[INSTRUCTIONS FOR THE TASK]
Your task is to transcribe the data in full.

## begin EXERCISE DATA

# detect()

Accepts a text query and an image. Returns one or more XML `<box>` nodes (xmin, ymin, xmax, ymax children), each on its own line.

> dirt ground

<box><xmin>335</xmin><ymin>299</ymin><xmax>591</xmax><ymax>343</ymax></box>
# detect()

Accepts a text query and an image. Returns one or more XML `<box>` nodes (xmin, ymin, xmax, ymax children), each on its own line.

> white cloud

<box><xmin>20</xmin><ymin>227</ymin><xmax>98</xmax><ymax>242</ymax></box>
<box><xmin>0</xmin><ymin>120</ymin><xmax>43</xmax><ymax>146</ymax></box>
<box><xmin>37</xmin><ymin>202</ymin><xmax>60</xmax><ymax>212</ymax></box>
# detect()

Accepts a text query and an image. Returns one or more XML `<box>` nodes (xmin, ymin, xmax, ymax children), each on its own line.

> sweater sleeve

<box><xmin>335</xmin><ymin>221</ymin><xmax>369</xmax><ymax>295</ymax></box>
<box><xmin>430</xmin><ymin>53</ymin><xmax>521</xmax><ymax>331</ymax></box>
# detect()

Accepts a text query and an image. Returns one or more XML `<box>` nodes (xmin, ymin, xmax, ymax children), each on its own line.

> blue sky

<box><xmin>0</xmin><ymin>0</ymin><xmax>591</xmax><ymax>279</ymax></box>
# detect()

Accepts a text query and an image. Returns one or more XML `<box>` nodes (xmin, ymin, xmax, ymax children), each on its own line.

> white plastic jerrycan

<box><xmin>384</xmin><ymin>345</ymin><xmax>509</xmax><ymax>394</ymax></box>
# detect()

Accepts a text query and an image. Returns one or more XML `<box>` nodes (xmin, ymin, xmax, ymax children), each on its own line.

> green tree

## end EXERCISE DATA

[TASK RESPONSE]
# detect()

Accepts a text query and an image. Returns one or more XML `<box>` nodes (xmin, ymin, xmax, ymax children), each on its own line.

> dirt ground

<box><xmin>335</xmin><ymin>299</ymin><xmax>591</xmax><ymax>343</ymax></box>
# detect()

Accepts a text query and an image. Returns one or more XML `<box>` nodes (xmin, ymin, xmax, ymax children), each on its own line.

> white cloud

<box><xmin>20</xmin><ymin>227</ymin><xmax>98</xmax><ymax>242</ymax></box>
<box><xmin>0</xmin><ymin>120</ymin><xmax>43</xmax><ymax>146</ymax></box>
<box><xmin>37</xmin><ymin>202</ymin><xmax>60</xmax><ymax>212</ymax></box>
# detect()

Accepts a text query and an image. Returns one or more XML `<box>` nodes (xmin, ymin, xmax, ymax children), each on its own line.

> sweater sleeve

<box><xmin>335</xmin><ymin>221</ymin><xmax>369</xmax><ymax>295</ymax></box>
<box><xmin>430</xmin><ymin>53</ymin><xmax>521</xmax><ymax>331</ymax></box>
# detect()

Accepts a text query and an image. Returns one or more XML `<box>` nodes (xmin, ymin, xmax, ymax children), each on its own line.

> blue sky

<box><xmin>0</xmin><ymin>0</ymin><xmax>591</xmax><ymax>279</ymax></box>
# detect()

Accepts a text query and an image. Returns one or more XML `<box>` nodes (xmin, ymin, xmax, ymax children), each on its own line.

> white plastic jerrycan

<box><xmin>384</xmin><ymin>345</ymin><xmax>509</xmax><ymax>394</ymax></box>
# detect()

Accepts a text query and an image. Returns one or more XML `<box>` nodes (xmin, ymin, xmax, ymax children), each on its own line.

> green tree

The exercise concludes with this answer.